- **ABOUT THIS TASK**:
Each line below should be restated word for word.

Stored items
=== Section Start ===

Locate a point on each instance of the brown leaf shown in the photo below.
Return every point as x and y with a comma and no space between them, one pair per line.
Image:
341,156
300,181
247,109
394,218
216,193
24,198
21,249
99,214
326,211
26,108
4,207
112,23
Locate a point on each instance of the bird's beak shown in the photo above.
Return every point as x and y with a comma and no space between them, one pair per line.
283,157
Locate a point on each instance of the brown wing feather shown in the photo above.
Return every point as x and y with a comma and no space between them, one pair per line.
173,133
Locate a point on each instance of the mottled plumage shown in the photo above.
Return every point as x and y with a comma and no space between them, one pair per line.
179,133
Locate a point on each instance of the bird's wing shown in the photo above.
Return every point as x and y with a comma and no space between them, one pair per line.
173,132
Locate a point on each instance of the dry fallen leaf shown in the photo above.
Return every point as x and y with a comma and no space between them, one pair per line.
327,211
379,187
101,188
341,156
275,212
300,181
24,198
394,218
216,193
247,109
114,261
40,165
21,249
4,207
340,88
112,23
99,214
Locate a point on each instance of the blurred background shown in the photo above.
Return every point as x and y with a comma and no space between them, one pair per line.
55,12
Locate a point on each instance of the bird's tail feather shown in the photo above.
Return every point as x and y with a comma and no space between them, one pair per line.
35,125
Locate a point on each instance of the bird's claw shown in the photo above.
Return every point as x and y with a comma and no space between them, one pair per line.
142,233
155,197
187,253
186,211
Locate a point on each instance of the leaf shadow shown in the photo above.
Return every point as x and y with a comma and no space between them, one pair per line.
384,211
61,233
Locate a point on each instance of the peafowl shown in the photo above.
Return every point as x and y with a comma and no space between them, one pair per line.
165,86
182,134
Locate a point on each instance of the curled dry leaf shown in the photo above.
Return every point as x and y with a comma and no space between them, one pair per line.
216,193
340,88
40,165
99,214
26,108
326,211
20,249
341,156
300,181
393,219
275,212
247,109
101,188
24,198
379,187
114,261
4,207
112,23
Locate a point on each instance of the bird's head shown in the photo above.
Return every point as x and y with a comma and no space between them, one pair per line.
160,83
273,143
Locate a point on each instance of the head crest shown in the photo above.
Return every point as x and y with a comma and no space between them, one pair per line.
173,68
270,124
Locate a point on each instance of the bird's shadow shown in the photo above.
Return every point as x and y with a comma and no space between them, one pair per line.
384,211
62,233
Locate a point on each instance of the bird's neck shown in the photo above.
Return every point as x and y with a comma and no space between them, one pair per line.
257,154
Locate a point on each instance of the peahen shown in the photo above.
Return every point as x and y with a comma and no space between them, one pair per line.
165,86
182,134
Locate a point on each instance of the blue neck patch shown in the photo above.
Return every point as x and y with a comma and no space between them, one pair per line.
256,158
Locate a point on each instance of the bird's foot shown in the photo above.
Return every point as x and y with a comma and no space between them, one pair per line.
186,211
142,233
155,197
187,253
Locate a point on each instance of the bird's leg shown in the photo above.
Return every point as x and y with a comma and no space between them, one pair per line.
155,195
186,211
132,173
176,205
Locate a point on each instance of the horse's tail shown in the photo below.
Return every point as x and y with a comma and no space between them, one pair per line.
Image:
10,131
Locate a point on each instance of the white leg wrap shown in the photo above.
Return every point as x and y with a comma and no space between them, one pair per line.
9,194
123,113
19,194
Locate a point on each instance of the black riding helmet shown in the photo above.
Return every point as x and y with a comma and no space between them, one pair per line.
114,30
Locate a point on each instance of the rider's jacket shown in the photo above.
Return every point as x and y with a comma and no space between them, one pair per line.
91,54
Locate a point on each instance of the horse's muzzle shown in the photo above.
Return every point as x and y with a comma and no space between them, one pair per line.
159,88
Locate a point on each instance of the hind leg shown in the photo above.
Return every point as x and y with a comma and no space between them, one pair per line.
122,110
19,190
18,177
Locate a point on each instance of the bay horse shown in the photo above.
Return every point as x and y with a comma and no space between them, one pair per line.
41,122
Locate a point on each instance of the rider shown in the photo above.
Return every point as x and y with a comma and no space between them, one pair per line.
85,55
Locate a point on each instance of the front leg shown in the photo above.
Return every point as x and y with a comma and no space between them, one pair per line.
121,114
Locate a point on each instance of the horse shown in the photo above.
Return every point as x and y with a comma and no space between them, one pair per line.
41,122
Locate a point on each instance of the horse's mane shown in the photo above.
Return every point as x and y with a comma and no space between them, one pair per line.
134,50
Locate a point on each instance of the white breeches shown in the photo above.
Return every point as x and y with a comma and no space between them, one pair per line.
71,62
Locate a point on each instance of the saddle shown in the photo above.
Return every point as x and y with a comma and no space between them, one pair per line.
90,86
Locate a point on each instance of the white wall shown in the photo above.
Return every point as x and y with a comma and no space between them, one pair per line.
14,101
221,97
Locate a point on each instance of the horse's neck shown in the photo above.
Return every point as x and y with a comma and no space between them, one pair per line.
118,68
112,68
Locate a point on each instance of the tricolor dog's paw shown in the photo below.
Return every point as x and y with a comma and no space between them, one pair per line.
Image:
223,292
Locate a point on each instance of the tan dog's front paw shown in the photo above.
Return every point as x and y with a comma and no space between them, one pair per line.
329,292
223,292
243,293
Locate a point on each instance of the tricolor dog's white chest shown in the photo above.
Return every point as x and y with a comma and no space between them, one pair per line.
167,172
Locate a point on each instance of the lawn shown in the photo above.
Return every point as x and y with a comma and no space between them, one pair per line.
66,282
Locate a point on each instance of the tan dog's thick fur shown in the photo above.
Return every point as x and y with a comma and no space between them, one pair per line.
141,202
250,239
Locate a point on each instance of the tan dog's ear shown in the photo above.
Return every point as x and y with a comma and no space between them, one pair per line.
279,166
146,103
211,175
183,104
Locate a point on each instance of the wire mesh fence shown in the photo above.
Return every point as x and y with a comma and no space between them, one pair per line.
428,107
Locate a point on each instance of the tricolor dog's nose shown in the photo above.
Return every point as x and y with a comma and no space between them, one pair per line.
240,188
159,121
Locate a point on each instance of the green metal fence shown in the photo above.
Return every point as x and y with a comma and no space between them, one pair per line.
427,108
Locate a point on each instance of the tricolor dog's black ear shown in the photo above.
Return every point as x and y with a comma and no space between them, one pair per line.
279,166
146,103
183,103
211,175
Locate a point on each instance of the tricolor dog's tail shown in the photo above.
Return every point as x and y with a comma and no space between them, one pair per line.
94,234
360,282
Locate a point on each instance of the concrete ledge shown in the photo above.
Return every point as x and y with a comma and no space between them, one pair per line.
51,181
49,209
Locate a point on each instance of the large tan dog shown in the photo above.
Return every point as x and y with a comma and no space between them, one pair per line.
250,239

=== Section End ===

- **ANSWER AREA**:
Locate a point on each instance of the brown leaf shown in the photo below.
Return every point as x and y with a comma and no space between them, one pair per line.
Image:
341,156
300,181
247,109
394,218
216,193
24,198
21,249
99,214
326,211
26,108
4,207
112,23
Locate a point on each instance of the bird's beak shown in the photo above.
Return every point as x and y with a comma and no space between them, one pair per line.
283,157
Locate a point on each instance of the brown wing feather shown in the photo above.
Return every point as x and y with a comma and no space between them, one pair per line.
173,133
Locate a point on each instance of the mottled plumage shown in the photo above.
Return every point as x and y with a comma and no space between them, one pair per line.
179,133
Locate a point on each instance of the bird's wing shown in the photo above.
Return every point as x and y with a comma and no space between them, one pair per line.
173,132
Locate a point on each instance of the dry fallen leaf shown in the photo above.
Return every point as x and y with a comma and no space between them, one pair per line.
327,211
379,187
101,188
341,156
275,212
300,181
24,198
394,218
216,193
247,109
114,261
40,165
21,249
4,207
340,88
112,23
99,214
Locate a point on each instance of the blurred background shown in the photo above.
Return every point as x and y with a comma and no space between them, one pair per line.
55,12
Locate a point on each instance of the bird's tail feather shown in the photo above.
Return every point as x and y with a comma and no space between them, one pair per line.
35,125
Locate a point on each instance of the bird's claw shown in the photo above.
Return every point as x and y with a comma and no space between them, one pair per line.
142,233
155,197
187,253
186,211
Locate a point on each instance of the leaf shadow shown in the photo above.
Return every point as x and y with a comma and no space between them, one pair per line.
384,211
61,233
Locate a point on each instance of the peafowl shown in the photo above.
Return every point as x and y with a comma and no space between them, one pair per line.
165,86
182,134
Locate a point on each instance of the curled dry leaf shown in the photo above.
Return every point as x and y with a comma and no space between them, one pair per line.
216,193
340,88
40,165
99,214
26,108
326,211
20,249
341,156
300,181
393,219
275,212
247,109
101,188
24,198
379,187
114,261
4,207
112,23
Locate a point on each instance of the bird's head shown in the photo above.
Return every point as x and y with a comma and no space between them, one pair per line.
160,83
273,143
Locate a point on each instance of the head crest shown in the photo above.
Return every point as x and y with a comma and no space between them, one pair per line.
173,68
270,124
Locate a point on each instance of the bird's shadow shown in the photo above.
Return every point as x and y with a comma and no space between them, one pair per line.
384,211
62,233
Locate a point on each instance of the bird's neck shown in the photo above.
Return every point as x and y with a comma and no space between them, one pair per line.
257,154
Locate a point on each instance of the peahen shown in the photo above.
Return every point as x and y with a comma and no space between them, one pair per line.
165,86
182,134
Locate a point on each instance of the blue neck patch shown in the photo above.
Return every point as x and y with a comma and no space between them, one pair per line.
256,158
Locate a point on each instance of the bird's foot shown in the photo above.
Return every point as x and y with a comma and no space between them, one pair per line.
186,211
142,233
155,197
187,253
Locate a point on each instance of the bird's leg shown in the photo above.
Return every point as x and y with a comma and no space between them, one pair per line.
155,195
186,211
132,173
176,205
Locate a point on each instance of the horse's tail shown in the photo below.
Return every point as x and y with a comma and no space between them, one pair per line.
Image:
10,131
Locate a point on each instance of the white leg wrap shown in the photo above.
Return every point as x and y with a comma and no space between them, one pair per line.
9,194
123,113
19,194
Locate a point on each instance of the black riding helmet shown in the photo above.
Return every point as x and y with a comma and no space between them, one pair per line.
114,30
Locate a point on each instance of the rider's jacket shown in the photo above.
Return every point as x and y with a comma and no space between them, one pair per line.
91,54
Locate a point on each instance of the horse's muzzle shown in the photo above.
Return every point as x and y with a comma and no space between them, one pair per line.
159,88
Locate a point on each instance of the hind leg shown in the photo above.
Return every point as x and y with a comma and no space between them, one pair per line.
122,110
19,190
18,177
Locate a point on each instance of the bay horse shown in the photo above.
Return every point as x and y with a comma and no space between them, one pair per line.
41,122
Locate a point on each instance of the rider shown in the photo above.
Return every point as x and y with a comma and no space between them, one pair per line.
85,55
Locate a point on each instance of the front leg shown in the photo above.
Return every point as x and y with a comma and no space between them, one pair per line.
121,114
Locate a point on each instance of the horse shown in the photo above.
Return every point as x and y with a comma and no space between them, one pair per line.
41,122
Locate a point on each instance of the horse's mane shown in the photo above.
Return every point as x and y with a comma and no space between them, one pair per line.
134,50
Locate a point on each instance of the white breeches shown in the photo above.
Return every point as x and y with a comma and no space between them, one pair per line.
71,62
Locate a point on each instance of the saddle shown in the photo above.
Return every point as x and y with a comma and no space between them, one pair per line.
90,86
Locate a point on each instance of the white wall shown in the photo above.
Return every point as x and y with a comma and no space between them, one pair per line.
14,101
221,97
Locate a point on each instance of the horse's neck shown in the photo above.
Return every point as x and y with a comma and no space between them, one pair per line.
118,68
112,68
Locate a point on each instance of the tricolor dog's paw shown in the photo below.
Return every point as x and y with a comma and no space between them, one pair per line.
Image:
223,292
Locate a point on each instance of the tan dog's front paw shown in the photo above.
Return every point as x and y with a comma and no space between them, one pair per line.
329,292
223,292
243,293
Locate a point on each instance of the tricolor dog's white chest shown in the photo above.
Return every point as x and y with a comma and no space between them, one pair per line.
167,172
Locate a point on each instance of the lawn shown in the photo above.
Return every point as x and y with a comma and no space between them, one pair per line.
66,282
Locate a point on each instance of the tan dog's thick fur shown in the photo above.
Return every point as x and y with a comma and no space between them, one pair per line.
141,202
250,239
Locate a point on each instance of the tan dog's ear shown in the photo above.
Return every point as x and y with a comma and no space between them, one pair per line.
279,166
146,103
211,175
183,104
Locate a point on each instance of the wire mesh fence shown in the photo above.
Return every point as x and y with a comma and no space between them, one pair per line.
428,107
Locate a point on each instance of the tricolor dog's nose shown in the photo above.
Return every point as x and y with a comma and no space between them, one pair per line.
240,188
159,121
Locate a point on each instance of the green metal fence shown in the photo above.
Return every point as x and y with a comma and no space between them, one pair per line.
427,108
Locate a point on each instance of the tricolor dog's black ear shown in the photo above.
Return every point as x and y with a comma and no space between them, one pair per line.
279,166
146,103
183,103
211,175
Locate a point on each instance of the tricolor dog's tail shown in the photo above.
Return every point as x and y with a comma and no space between them, one pair per line.
94,234
360,282
Locate a point on each instance of the concrete ledge shown in the photo above.
Return every point as x and y with a comma and no space between them, one pair per line.
51,181
49,209
Locate a point on each instance of the large tan dog shown in the photo above.
Return every point as x and y with a comma and no space between them, one pair per line.
250,239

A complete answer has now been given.